[start of Given entries]

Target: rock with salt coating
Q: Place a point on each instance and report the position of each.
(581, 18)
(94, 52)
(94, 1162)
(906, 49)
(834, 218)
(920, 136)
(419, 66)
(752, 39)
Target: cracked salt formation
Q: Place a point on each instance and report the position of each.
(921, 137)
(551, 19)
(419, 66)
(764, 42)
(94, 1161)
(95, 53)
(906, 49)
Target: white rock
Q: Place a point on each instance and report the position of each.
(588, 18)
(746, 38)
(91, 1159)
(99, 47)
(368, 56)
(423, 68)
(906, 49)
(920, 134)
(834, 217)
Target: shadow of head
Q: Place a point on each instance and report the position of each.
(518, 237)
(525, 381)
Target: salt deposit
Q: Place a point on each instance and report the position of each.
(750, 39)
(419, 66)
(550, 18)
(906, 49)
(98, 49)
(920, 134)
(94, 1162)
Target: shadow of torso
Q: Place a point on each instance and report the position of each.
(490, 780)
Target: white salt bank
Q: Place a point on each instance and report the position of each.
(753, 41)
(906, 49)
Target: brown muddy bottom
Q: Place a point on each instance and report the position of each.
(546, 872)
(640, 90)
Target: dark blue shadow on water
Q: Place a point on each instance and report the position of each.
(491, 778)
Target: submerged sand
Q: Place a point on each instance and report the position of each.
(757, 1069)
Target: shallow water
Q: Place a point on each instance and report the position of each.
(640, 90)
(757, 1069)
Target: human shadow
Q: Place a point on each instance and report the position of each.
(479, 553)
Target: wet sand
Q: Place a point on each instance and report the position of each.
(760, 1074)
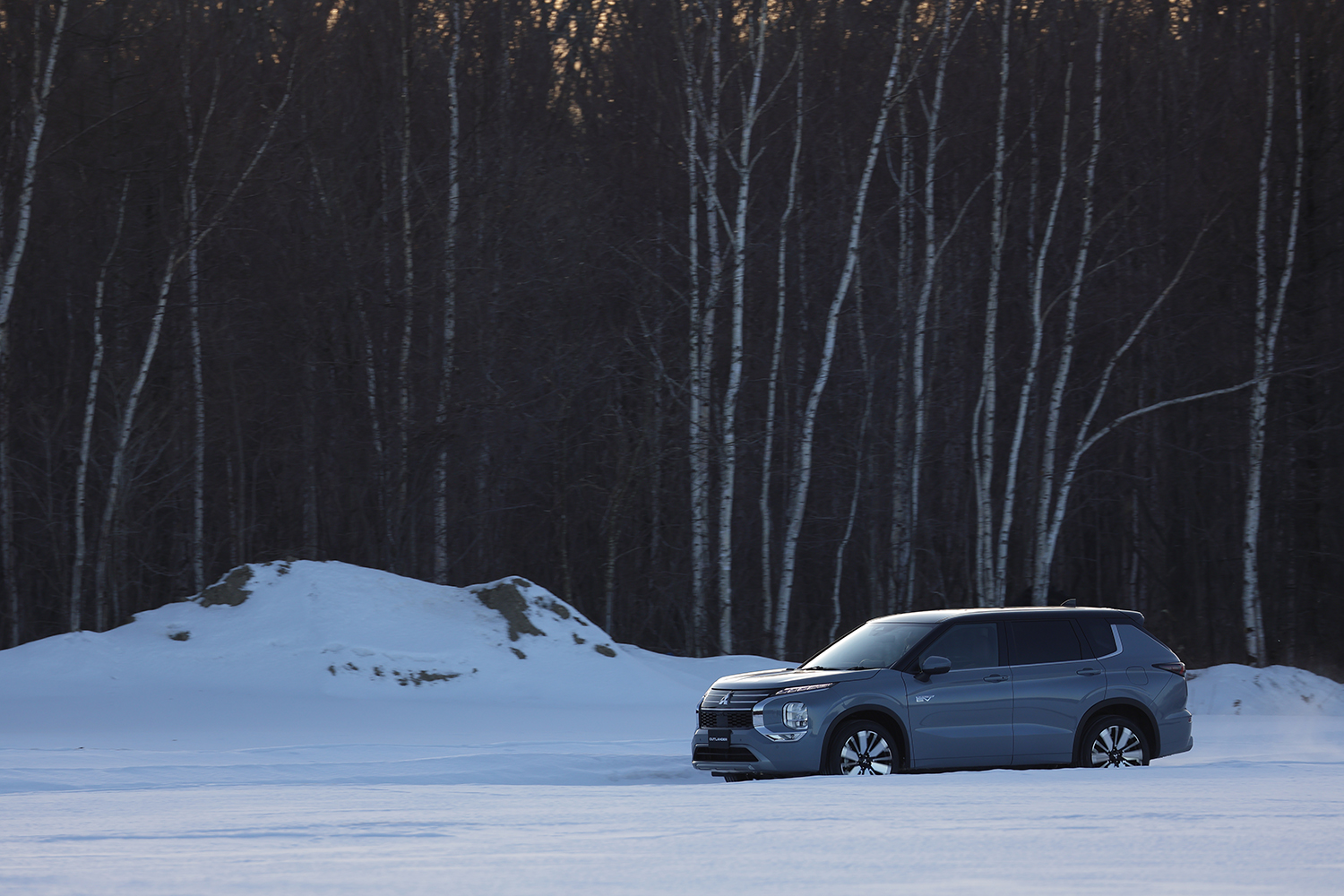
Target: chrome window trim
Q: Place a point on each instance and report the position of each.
(1120, 648)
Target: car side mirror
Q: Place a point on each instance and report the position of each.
(933, 667)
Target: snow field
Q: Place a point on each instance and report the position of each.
(234, 762)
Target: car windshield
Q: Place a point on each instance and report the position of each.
(873, 646)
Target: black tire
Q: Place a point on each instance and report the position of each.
(1113, 742)
(862, 747)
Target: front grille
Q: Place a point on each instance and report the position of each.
(728, 700)
(717, 719)
(723, 754)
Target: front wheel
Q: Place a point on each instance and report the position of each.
(862, 748)
(1113, 742)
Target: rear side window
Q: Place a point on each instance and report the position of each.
(1099, 635)
(1034, 641)
(1136, 638)
(969, 646)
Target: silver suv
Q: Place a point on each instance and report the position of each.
(954, 689)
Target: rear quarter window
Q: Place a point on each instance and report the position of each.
(1032, 641)
(1101, 637)
(1136, 640)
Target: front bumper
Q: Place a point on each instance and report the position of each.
(750, 753)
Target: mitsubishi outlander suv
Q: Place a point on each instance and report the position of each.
(935, 689)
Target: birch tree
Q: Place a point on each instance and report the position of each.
(1271, 300)
(798, 498)
(74, 610)
(43, 78)
(105, 598)
(986, 419)
(448, 335)
(1046, 497)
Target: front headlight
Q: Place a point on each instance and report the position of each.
(796, 715)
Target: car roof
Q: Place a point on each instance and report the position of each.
(1008, 613)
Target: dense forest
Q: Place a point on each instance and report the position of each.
(734, 323)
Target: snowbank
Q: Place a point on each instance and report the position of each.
(328, 653)
(1274, 691)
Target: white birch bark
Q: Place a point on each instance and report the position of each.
(1269, 314)
(1047, 497)
(108, 605)
(986, 422)
(696, 403)
(798, 500)
(74, 611)
(448, 336)
(857, 489)
(408, 289)
(773, 381)
(906, 571)
(43, 77)
(728, 408)
(1037, 281)
(703, 112)
(198, 381)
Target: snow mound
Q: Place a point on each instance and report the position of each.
(344, 630)
(1274, 691)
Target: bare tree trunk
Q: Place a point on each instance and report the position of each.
(403, 386)
(1269, 314)
(198, 379)
(777, 355)
(1037, 282)
(449, 333)
(1046, 498)
(108, 607)
(838, 581)
(704, 196)
(986, 422)
(728, 409)
(798, 500)
(75, 602)
(43, 74)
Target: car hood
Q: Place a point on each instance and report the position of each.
(790, 677)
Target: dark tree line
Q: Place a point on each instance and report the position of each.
(731, 322)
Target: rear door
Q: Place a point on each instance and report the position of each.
(1055, 680)
(962, 718)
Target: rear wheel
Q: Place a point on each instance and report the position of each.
(1113, 742)
(862, 748)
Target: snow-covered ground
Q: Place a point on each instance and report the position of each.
(349, 731)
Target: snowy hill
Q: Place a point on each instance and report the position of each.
(303, 653)
(323, 728)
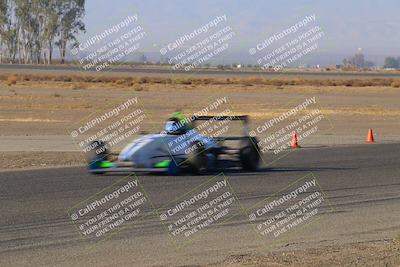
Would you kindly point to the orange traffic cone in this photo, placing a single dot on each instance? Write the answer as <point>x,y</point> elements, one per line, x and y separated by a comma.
<point>370,137</point>
<point>294,141</point>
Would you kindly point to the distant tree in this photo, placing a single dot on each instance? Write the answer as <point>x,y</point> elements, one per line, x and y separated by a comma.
<point>70,23</point>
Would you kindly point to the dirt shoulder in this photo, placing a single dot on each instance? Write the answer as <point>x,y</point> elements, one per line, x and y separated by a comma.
<point>376,253</point>
<point>23,159</point>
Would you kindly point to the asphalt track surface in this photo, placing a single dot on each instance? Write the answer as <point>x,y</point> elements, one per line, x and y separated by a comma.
<point>361,183</point>
<point>204,72</point>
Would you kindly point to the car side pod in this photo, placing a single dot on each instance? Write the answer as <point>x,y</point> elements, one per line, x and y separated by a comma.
<point>173,168</point>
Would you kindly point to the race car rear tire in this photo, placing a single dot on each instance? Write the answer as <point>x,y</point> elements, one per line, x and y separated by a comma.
<point>248,154</point>
<point>98,152</point>
<point>197,159</point>
<point>173,168</point>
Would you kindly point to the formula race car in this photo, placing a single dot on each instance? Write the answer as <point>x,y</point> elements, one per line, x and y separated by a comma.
<point>179,147</point>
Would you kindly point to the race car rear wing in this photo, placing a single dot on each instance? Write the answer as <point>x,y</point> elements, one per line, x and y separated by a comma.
<point>244,118</point>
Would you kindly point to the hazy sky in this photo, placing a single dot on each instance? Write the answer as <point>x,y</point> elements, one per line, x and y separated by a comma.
<point>348,24</point>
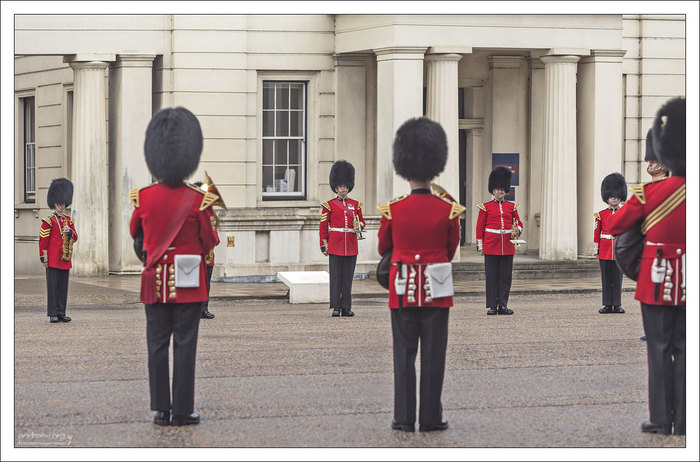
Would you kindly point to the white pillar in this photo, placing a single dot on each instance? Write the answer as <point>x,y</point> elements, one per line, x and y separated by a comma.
<point>399,98</point>
<point>442,102</point>
<point>558,238</point>
<point>599,137</point>
<point>89,163</point>
<point>130,110</point>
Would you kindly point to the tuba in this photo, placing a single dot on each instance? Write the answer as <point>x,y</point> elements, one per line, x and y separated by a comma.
<point>67,248</point>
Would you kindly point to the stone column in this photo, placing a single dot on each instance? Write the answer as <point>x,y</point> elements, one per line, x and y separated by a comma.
<point>558,238</point>
<point>350,96</point>
<point>89,173</point>
<point>130,82</point>
<point>600,150</point>
<point>399,98</point>
<point>442,107</point>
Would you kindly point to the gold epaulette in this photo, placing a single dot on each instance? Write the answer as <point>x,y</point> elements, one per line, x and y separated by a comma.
<point>208,199</point>
<point>638,191</point>
<point>385,208</point>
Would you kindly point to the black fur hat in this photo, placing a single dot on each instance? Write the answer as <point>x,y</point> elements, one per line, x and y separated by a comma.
<point>500,179</point>
<point>60,192</point>
<point>613,185</point>
<point>342,173</point>
<point>420,149</point>
<point>173,145</point>
<point>668,134</point>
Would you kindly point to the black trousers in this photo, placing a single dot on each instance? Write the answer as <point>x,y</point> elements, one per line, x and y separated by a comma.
<point>664,327</point>
<point>341,269</point>
<point>611,277</point>
<point>408,325</point>
<point>181,321</point>
<point>205,304</point>
<point>56,291</point>
<point>499,277</point>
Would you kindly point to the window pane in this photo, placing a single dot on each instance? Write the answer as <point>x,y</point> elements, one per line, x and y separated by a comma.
<point>282,96</point>
<point>281,152</point>
<point>294,151</point>
<point>267,152</point>
<point>297,96</point>
<point>282,128</point>
<point>268,123</point>
<point>296,123</point>
<point>268,186</point>
<point>268,96</point>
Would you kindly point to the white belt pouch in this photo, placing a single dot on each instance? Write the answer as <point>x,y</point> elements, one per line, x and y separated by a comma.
<point>440,279</point>
<point>187,270</point>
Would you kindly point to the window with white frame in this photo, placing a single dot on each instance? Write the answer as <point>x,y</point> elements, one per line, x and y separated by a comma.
<point>284,140</point>
<point>29,144</point>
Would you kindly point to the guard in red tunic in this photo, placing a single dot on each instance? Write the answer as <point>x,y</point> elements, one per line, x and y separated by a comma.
<point>173,222</point>
<point>419,230</point>
<point>498,222</point>
<point>56,237</point>
<point>661,282</point>
<point>341,225</point>
<point>613,190</point>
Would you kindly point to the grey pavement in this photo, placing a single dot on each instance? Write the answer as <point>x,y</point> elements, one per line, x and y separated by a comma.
<point>556,374</point>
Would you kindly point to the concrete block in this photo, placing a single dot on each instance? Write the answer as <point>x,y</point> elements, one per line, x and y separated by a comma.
<point>306,286</point>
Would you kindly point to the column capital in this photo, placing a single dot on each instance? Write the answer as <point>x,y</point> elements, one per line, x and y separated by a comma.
<point>134,60</point>
<point>396,53</point>
<point>443,57</point>
<point>505,62</point>
<point>560,59</point>
<point>350,59</point>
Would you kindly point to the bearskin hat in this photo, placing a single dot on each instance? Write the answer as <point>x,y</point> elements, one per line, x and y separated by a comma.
<point>500,179</point>
<point>60,192</point>
<point>668,134</point>
<point>173,145</point>
<point>420,150</point>
<point>613,185</point>
<point>342,173</point>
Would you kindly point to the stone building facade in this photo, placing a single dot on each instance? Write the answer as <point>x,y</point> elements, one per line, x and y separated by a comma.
<point>562,99</point>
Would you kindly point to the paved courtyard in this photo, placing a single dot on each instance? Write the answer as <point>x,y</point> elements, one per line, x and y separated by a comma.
<point>556,374</point>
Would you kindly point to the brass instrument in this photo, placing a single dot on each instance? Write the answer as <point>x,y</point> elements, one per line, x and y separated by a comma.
<point>67,249</point>
<point>356,227</point>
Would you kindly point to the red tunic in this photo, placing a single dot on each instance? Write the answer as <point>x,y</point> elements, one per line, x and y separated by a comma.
<point>603,239</point>
<point>51,240</point>
<point>154,207</point>
<point>421,229</point>
<point>494,225</point>
<point>667,235</point>
<point>336,227</point>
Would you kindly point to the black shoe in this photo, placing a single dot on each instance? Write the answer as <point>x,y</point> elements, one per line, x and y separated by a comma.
<point>649,427</point>
<point>404,427</point>
<point>431,428</point>
<point>162,418</point>
<point>191,419</point>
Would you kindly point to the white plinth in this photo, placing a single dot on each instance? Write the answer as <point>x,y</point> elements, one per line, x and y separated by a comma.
<point>306,286</point>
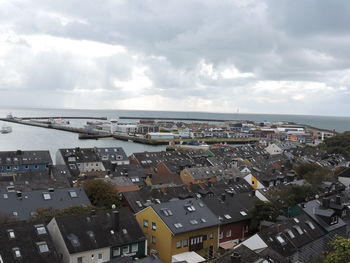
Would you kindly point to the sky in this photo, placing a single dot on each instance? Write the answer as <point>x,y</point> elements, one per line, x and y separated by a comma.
<point>251,56</point>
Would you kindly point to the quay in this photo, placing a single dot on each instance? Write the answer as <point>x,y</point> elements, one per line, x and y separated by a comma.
<point>72,118</point>
<point>171,119</point>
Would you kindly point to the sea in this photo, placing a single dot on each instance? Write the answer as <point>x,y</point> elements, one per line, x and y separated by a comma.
<point>25,137</point>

[end of Given entries]

> **What this task involves**
Arrange the entries from the line containing "Would you kindly point to the stone building" down to the line containing "<point>562,99</point>", both ends included, as a Markdown table with the columns Row and Line. Number each line in Row and omit any blank lines.

> **Reply**
| Row | Line |
|---|---|
| 1 | Would you kindly point to the stone building facade in this photo, placing a single dot on each instance? Write the answer as <point>x,y</point> elements, one per line, x and y separated by a comma. |
| 2 | <point>562,99</point> |